— Exercise —
Your task is to print all of the material verbatim.
——
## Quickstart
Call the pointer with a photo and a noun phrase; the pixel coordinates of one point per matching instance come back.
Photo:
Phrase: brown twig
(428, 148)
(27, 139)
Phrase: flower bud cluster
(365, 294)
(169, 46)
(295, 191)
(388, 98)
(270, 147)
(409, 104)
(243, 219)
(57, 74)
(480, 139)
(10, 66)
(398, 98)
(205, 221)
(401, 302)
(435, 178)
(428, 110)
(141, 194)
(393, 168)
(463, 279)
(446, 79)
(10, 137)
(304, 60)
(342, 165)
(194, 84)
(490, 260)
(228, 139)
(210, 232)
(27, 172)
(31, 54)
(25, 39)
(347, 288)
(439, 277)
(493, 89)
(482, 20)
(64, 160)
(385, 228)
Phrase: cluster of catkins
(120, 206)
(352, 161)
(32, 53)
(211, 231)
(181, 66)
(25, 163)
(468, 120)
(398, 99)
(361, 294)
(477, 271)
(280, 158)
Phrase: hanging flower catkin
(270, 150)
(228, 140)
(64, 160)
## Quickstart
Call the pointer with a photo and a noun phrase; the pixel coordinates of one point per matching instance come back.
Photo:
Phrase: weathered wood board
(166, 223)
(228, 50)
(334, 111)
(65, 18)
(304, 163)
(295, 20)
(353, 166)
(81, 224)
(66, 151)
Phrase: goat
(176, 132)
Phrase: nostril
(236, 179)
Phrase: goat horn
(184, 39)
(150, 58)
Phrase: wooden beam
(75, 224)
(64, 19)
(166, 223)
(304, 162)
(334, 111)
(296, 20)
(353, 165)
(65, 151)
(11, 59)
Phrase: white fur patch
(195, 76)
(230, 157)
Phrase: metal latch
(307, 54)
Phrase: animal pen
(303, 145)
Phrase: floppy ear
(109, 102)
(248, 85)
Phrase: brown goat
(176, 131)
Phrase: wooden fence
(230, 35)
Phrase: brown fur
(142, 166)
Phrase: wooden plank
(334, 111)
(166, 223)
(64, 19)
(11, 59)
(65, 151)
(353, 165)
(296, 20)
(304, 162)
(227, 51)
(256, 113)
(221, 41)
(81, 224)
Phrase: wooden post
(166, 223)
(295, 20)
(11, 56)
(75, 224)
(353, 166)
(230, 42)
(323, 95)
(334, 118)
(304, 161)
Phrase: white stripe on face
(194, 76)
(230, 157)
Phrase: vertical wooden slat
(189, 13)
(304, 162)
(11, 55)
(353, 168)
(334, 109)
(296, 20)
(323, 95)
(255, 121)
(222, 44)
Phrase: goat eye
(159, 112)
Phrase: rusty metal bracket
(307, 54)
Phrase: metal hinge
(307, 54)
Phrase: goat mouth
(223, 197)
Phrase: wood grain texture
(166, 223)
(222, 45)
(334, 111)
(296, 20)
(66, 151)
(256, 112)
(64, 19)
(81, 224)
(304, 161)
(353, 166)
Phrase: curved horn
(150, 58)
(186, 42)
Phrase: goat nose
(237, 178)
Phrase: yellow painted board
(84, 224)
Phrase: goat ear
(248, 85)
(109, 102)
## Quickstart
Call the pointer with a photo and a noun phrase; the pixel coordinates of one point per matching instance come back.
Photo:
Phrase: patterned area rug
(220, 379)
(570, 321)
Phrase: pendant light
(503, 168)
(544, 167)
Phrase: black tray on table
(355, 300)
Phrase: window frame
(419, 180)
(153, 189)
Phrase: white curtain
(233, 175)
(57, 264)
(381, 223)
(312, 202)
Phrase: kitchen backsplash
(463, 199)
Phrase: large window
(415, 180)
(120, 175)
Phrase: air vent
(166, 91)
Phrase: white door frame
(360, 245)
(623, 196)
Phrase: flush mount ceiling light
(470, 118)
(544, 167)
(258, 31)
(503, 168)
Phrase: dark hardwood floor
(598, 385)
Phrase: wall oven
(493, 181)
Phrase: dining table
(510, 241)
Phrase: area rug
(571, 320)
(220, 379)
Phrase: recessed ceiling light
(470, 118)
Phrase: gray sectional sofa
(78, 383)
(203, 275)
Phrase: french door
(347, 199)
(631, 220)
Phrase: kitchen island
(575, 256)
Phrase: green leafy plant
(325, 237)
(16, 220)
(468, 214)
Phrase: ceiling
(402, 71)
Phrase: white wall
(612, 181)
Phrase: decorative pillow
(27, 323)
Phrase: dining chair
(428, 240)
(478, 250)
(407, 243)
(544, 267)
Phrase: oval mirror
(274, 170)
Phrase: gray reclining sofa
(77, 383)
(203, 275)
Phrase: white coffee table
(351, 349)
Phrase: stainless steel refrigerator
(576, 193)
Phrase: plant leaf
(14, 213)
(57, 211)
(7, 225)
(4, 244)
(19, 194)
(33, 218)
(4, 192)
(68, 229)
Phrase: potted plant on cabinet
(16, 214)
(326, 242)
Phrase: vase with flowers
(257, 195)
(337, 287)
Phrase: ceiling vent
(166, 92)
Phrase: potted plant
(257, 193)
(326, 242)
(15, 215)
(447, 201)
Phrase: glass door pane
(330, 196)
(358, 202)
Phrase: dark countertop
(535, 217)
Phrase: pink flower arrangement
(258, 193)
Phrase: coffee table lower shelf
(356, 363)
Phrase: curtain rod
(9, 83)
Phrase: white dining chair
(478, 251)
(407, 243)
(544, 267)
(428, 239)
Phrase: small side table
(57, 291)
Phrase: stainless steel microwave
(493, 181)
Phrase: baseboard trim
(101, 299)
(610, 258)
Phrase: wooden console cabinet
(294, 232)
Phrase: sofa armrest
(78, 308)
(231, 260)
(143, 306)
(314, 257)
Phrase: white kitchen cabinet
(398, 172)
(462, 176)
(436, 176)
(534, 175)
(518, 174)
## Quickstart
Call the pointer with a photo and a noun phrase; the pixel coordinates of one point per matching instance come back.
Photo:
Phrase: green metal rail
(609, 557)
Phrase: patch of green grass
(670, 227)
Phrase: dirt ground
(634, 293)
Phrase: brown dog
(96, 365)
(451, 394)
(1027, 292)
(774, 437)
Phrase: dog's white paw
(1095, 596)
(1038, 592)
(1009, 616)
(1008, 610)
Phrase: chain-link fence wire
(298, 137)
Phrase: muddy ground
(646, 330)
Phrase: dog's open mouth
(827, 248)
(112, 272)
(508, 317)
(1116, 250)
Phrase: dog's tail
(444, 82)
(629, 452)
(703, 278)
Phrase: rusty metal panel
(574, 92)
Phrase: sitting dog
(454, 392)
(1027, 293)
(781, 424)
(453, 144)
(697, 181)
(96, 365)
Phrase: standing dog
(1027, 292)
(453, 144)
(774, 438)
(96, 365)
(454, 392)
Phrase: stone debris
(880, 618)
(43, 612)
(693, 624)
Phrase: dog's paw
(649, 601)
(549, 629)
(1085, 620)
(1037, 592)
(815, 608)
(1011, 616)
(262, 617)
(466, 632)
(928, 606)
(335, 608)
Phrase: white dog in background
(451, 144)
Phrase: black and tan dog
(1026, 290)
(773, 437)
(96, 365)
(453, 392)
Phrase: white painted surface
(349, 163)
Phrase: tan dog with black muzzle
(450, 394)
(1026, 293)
——
— Response —
## Quickstart
Call the pointer with a photo and a noun phrase; the pixel coordinates of one point per matching instance come back.
Photo:
Phrase: brown twig
(428, 148)
(27, 139)
Phrase: flower bud cluster
(365, 294)
(169, 46)
(295, 191)
(388, 98)
(270, 147)
(409, 104)
(243, 219)
(57, 74)
(480, 139)
(10, 66)
(398, 98)
(205, 221)
(401, 302)
(435, 178)
(428, 110)
(141, 194)
(393, 168)
(463, 279)
(446, 79)
(10, 137)
(304, 60)
(342, 165)
(194, 84)
(490, 260)
(228, 139)
(210, 232)
(27, 172)
(31, 54)
(25, 39)
(347, 288)
(439, 277)
(493, 89)
(482, 20)
(64, 160)
(385, 228)
Phrase: cluster of catkins
(120, 206)
(352, 161)
(32, 53)
(211, 231)
(181, 66)
(25, 163)
(468, 120)
(398, 99)
(361, 294)
(477, 271)
(280, 158)
Phrase: hanging flower catkin
(270, 150)
(228, 140)
(64, 160)
## Quickstart
Call the pointer with a photo and a noun phrase; the pixel coordinates of one point per matching instance come back.
Photo:
Phrase: weathered wood board
(166, 223)
(228, 50)
(334, 111)
(65, 18)
(304, 163)
(295, 20)
(353, 166)
(81, 224)
(66, 151)
Phrase: goat
(176, 132)
Phrase: nostril
(236, 179)
Phrase: goat horn
(184, 39)
(150, 58)
Phrase: wooden beam
(75, 224)
(64, 19)
(166, 223)
(304, 162)
(334, 111)
(296, 20)
(353, 165)
(65, 151)
(11, 59)
Phrase: white fur patch
(195, 76)
(230, 157)
Phrase: metal latch
(307, 54)
Phrase: animal pen
(303, 145)
Phrase: floppy ear
(109, 102)
(248, 85)
Phrase: brown goat
(176, 131)
Phrase: wooden fence
(230, 35)
Phrase: brown fur
(142, 166)
Phrase: wooden plank
(334, 111)
(166, 223)
(64, 19)
(11, 59)
(65, 151)
(353, 165)
(296, 20)
(304, 162)
(227, 51)
(256, 113)
(221, 41)
(81, 224)
Phrase: wooden post
(166, 223)
(295, 20)
(11, 56)
(75, 224)
(353, 166)
(230, 42)
(323, 95)
(334, 118)
(304, 161)
Phrase: white stripe on face
(194, 76)
(230, 157)
Phrase: vertical wooden slat
(189, 13)
(304, 162)
(11, 55)
(353, 168)
(334, 109)
(296, 20)
(323, 95)
(255, 121)
(222, 44)
Phrase: goat eye
(159, 112)
Phrase: rusty metal bracket
(307, 54)
Phrase: metal hinge
(307, 54)
Phrase: goat mouth
(223, 197)
Phrase: wood grain texture
(166, 223)
(222, 45)
(334, 111)
(296, 20)
(66, 151)
(256, 112)
(64, 19)
(81, 224)
(304, 161)
(353, 166)
Phrase: curved horn
(150, 58)
(186, 42)
Phrase: goat nose
(237, 178)
Phrase: yellow painted board
(84, 224)
Phrase: goat ear
(248, 85)
(109, 102)
## Quickstart
Call the pointer with a photo and a noun phrase; the pixel coordinates of one point per matching instance come back.
Photo:
Phrase: patterned area rug
(220, 379)
(570, 321)
Phrase: pendant light
(503, 168)
(544, 167)
Phrase: black tray on table
(355, 300)
Phrase: window frame
(419, 180)
(153, 189)
Phrase: white curtain
(233, 175)
(57, 264)
(381, 223)
(312, 202)
Phrase: kitchen backsplash
(463, 199)
Phrase: large window
(415, 180)
(120, 175)
Phrase: air vent
(166, 91)
Phrase: white door frame
(360, 245)
(623, 196)
Phrase: flush mount ceiling light
(470, 118)
(544, 167)
(258, 31)
(503, 168)
Phrase: dark hardwood floor
(598, 385)
Phrase: wall oven
(493, 181)
Phrase: dining table
(510, 241)
Phrase: area rug
(571, 320)
(220, 379)
Phrase: recessed ceiling light
(470, 118)
Phrase: gray sectional sofa
(78, 383)
(203, 275)
Phrase: french door
(347, 199)
(631, 220)
Phrase: kitchen island
(575, 256)
Phrase: green leafy plant
(325, 237)
(16, 220)
(468, 214)
Phrase: ceiling
(402, 71)
Phrase: white wall
(612, 181)
Phrase: decorative pillow
(27, 323)
Phrase: dining chair
(428, 240)
(478, 250)
(407, 243)
(544, 267)
Phrase: oval mirror
(274, 170)
Phrase: gray reclining sofa
(77, 383)
(203, 275)
Phrase: white coffee table
(351, 349)
Phrase: stainless steel refrigerator
(576, 193)
Phrase: plant leaf
(14, 213)
(57, 211)
(7, 225)
(4, 244)
(19, 194)
(33, 218)
(4, 192)
(68, 229)
Phrase: potted plant on cabinet
(16, 214)
(326, 242)
Phrase: vase with flowers
(257, 195)
(337, 287)
Phrase: ceiling vent
(166, 92)
Phrase: potted plant
(257, 193)
(326, 242)
(15, 215)
(447, 201)
Phrase: glass door pane
(330, 196)
(358, 202)
Phrase: dark countertop
(535, 217)
Phrase: pink flower arrangement
(258, 193)
Phrase: coffee table lower shelf
(356, 363)
Phrase: curtain rod
(9, 83)
Phrase: white dining chair
(478, 251)
(407, 243)
(544, 267)
(428, 239)
Phrase: small side table
(57, 291)
Phrase: stainless steel microwave
(493, 181)
Phrase: baseboard trim
(101, 299)
(610, 258)
Phrase: wooden console cabinet
(294, 232)
Phrase: sofa armrest
(78, 308)
(231, 260)
(143, 306)
(314, 257)
Phrase: white kitchen cabinet
(398, 172)
(462, 176)
(436, 176)
(534, 175)
(518, 174)
## Quickstart
Call the pointer with a photo and a noun phrase; the pixel coordinates of one point per matching instance come back.
Photo:
Phrase: green metal rail
(609, 557)
Phrase: patch of green grass
(670, 227)
Phrase: dirt ground
(634, 293)
Phrase: brown dog
(96, 365)
(451, 394)
(1027, 292)
(774, 437)
Phrase: dog's white paw
(1095, 596)
(1038, 592)
(1009, 616)
(1008, 610)
Phrase: chain-link fence wire
(298, 137)
Phrase: muddy ground
(646, 330)
Phrase: dog's open mouth
(827, 248)
(112, 272)
(508, 317)
(1116, 250)
Phrase: dog's tail
(444, 82)
(629, 452)
(703, 278)
Phrase: rusty metal panel
(574, 92)
Phrase: sitting dog
(454, 392)
(1027, 293)
(781, 424)
(453, 144)
(697, 181)
(96, 365)
Phrase: standing dog
(1027, 292)
(453, 144)
(774, 438)
(96, 365)
(454, 392)
Phrase: stone debris
(880, 618)
(43, 612)
(693, 624)
Phrase: dog's paw
(649, 601)
(549, 629)
(1085, 620)
(1037, 592)
(815, 608)
(1011, 616)
(262, 617)
(466, 632)
(928, 606)
(335, 608)
Phrase: white dog in background
(451, 144)
Phrase: black and tan dog
(1026, 290)
(773, 437)
(96, 365)
(453, 392)
Phrase: white painted surface
(349, 163)
Phrase: tan dog with black muzzle
(450, 394)
(1026, 293)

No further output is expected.